● **Instructions for the task**: Every line of the listing below is to be repeated exactly; the pictures stay out.

========================

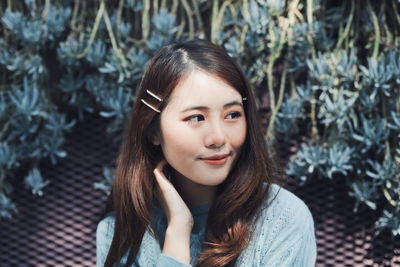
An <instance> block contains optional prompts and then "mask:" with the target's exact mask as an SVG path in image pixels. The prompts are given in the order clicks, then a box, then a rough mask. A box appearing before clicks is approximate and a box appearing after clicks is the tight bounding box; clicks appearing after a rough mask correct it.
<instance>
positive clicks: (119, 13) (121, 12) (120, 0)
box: [115, 0, 124, 39]
mask: <svg viewBox="0 0 400 267" xmlns="http://www.w3.org/2000/svg"><path fill="white" fill-rule="evenodd" d="M123 7H124V0H119V3H118V11H117V18H116V20H115V31H116V35H117V38H118V39H119V32H120V31H119V28H120V26H121V18H122V9H123Z"/></svg>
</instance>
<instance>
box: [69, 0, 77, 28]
mask: <svg viewBox="0 0 400 267" xmlns="http://www.w3.org/2000/svg"><path fill="white" fill-rule="evenodd" d="M78 11H79V0H75V3H74V11H73V12H72V19H71V24H70V25H71V29H72V31H76V30H77V28H76V25H75V23H76V17H77V16H78Z"/></svg>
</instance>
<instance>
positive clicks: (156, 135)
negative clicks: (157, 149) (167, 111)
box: [151, 134, 161, 146]
mask: <svg viewBox="0 0 400 267" xmlns="http://www.w3.org/2000/svg"><path fill="white" fill-rule="evenodd" d="M151 142H152V143H153V145H155V146H159V145H160V144H161V142H160V137H159V136H158V134H157V135H153V137H152V138H151Z"/></svg>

========================

● **Exercise solution**:
An <instance> block contains optional prompts and then "mask:" with the target's exact mask as an SVG path in image pixels. The prompts are given in the order clicks, then a box, then a rough mask. A box appearing before clicks is approximate and a box appearing after clicks is the tight bounding box; clicks appearing after a rough mask correct it.
<instance>
positive clicks: (119, 13) (121, 12) (120, 0)
box: [115, 0, 124, 39]
mask: <svg viewBox="0 0 400 267" xmlns="http://www.w3.org/2000/svg"><path fill="white" fill-rule="evenodd" d="M123 7H124V0H119V3H118V11H117V18H116V20H115V31H116V35H117V38H118V39H119V32H120V31H119V28H120V26H121V18H122V9H123Z"/></svg>
</instance>
<instance>
box: [69, 0, 77, 28]
mask: <svg viewBox="0 0 400 267" xmlns="http://www.w3.org/2000/svg"><path fill="white" fill-rule="evenodd" d="M78 11H79V0H75V3H74V11H73V12H72V19H71V24H70V25H71V29H72V31H76V30H77V28H76V25H75V23H76V17H77V16H78Z"/></svg>
</instance>
<instance>
positive clicks: (156, 135)
negative clicks: (157, 149) (167, 111)
box: [151, 134, 161, 146]
mask: <svg viewBox="0 0 400 267" xmlns="http://www.w3.org/2000/svg"><path fill="white" fill-rule="evenodd" d="M151 142H152V143H153V145H155V146H159V145H160V144H161V142H160V137H159V136H158V134H157V135H153V137H152V138H151Z"/></svg>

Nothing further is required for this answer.